/---

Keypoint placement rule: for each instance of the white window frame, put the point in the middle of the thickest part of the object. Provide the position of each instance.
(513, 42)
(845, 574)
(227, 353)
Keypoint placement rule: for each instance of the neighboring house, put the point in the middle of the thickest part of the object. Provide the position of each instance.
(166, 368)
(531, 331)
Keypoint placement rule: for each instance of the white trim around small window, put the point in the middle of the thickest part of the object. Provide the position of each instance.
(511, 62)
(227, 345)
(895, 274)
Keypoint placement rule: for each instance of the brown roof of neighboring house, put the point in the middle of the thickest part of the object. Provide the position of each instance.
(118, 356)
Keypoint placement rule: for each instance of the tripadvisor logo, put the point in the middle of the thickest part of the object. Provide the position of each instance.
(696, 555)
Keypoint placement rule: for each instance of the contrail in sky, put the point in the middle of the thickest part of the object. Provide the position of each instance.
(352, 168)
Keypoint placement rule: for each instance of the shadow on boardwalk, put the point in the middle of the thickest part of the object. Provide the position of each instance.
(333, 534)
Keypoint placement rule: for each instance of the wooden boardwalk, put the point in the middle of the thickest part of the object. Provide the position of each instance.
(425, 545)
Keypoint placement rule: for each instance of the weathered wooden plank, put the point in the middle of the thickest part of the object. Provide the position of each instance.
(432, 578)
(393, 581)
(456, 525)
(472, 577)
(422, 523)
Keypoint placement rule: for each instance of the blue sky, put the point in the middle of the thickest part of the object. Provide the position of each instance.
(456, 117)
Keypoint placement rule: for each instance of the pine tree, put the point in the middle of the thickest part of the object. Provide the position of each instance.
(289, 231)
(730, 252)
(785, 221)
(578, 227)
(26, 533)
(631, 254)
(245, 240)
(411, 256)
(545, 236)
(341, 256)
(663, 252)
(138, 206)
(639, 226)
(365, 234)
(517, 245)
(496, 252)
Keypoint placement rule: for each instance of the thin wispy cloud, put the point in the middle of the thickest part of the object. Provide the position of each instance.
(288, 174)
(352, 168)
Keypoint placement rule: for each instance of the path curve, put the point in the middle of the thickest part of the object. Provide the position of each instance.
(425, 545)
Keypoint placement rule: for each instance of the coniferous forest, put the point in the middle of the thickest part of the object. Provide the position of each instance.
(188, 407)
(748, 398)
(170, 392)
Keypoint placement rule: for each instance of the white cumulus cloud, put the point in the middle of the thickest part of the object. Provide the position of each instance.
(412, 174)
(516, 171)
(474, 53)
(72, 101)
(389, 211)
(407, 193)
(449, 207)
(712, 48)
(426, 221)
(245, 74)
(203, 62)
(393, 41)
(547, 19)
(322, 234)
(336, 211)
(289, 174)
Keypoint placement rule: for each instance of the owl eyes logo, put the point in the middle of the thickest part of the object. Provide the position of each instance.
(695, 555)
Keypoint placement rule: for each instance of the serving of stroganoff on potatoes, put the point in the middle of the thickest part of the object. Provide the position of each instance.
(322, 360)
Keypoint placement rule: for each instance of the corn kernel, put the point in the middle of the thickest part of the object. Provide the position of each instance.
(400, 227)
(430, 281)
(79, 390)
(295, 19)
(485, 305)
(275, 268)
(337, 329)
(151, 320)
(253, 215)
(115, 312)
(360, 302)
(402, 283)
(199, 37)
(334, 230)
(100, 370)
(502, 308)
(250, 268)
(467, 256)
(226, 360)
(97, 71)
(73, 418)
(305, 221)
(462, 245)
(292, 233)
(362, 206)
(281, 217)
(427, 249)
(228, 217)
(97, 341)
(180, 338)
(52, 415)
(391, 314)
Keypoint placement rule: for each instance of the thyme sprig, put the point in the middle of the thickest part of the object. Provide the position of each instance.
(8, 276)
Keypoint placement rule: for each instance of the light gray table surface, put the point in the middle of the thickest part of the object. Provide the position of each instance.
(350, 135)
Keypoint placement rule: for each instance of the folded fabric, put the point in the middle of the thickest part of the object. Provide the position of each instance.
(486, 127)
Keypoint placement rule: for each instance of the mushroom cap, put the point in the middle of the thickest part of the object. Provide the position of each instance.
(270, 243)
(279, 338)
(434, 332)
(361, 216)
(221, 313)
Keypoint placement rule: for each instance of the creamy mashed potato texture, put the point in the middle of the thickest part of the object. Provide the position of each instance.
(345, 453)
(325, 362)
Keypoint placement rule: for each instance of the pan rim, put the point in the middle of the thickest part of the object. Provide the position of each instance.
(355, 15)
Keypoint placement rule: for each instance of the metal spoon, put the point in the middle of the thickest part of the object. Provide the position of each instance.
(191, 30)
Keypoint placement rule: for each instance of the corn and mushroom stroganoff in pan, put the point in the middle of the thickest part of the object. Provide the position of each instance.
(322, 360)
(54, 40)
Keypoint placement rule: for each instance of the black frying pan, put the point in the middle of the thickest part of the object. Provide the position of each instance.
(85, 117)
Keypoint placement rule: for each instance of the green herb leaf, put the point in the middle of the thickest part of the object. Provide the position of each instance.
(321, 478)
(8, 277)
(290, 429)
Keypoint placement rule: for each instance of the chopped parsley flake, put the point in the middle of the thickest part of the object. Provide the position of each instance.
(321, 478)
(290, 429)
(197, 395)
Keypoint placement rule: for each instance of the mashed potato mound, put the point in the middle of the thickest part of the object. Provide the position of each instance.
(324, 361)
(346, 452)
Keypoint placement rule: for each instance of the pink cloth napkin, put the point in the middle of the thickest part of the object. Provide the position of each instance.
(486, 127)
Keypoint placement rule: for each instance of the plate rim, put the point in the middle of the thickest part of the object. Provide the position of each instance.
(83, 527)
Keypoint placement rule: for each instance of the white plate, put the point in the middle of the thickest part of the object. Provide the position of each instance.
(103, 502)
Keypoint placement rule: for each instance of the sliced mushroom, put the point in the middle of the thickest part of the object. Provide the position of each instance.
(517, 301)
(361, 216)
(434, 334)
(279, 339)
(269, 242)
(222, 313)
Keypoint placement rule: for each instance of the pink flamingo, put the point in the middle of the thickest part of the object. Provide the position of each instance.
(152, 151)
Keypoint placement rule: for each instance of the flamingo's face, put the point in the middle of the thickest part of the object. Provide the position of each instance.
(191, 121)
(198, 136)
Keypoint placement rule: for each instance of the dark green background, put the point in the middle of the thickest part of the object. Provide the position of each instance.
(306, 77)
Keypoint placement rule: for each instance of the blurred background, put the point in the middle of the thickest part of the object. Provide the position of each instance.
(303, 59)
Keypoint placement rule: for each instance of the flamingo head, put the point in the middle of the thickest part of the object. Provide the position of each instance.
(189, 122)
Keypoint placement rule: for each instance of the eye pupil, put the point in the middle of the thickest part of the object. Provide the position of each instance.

\---

▶ [DIRECTIONS FOR THIS TASK]
Repeat exactly the lines starting at the line with "Keypoint placement rule: for each instance of the sliced" and ending with the final line of the entries. Include nothing else.

▶ [CORRECT ANSWER]
Keypoint placement rule: for each instance of the sliced mushroom, put the point in the middle of the thickest part of the object. Provide the position of each instance.
(517, 301)
(361, 216)
(434, 334)
(279, 339)
(269, 242)
(222, 313)
Keypoint placement rule: for each instance of the pink flamingo, put the point in the middle of the thickest part of the object. Provide the position of each instance.
(152, 151)
Keypoint placement rule: for each instance of the flamingo's face, put the point in the middle of the thickest part of the object. Provide the position of each instance.
(191, 121)
(198, 136)
Keypoint placement rule: for each instance of the dark green background, put the point in the middle of the thickest part of the object. Provide the position of each instance.
(306, 77)
Keypoint placement rule: for each instance of the blurred background, put the point in the middle of the thickest part of the object. Provide the position of each instance.
(303, 59)
Keypoint placement rule: for each instance of the flamingo head, put the point in the middle of the thickest part of the object. Provide the position of each instance.
(189, 122)
Keypoint placement rule: for each instance of the eye pupil, put the point in the middle of the thickest part of the object. Provide the position of each instance.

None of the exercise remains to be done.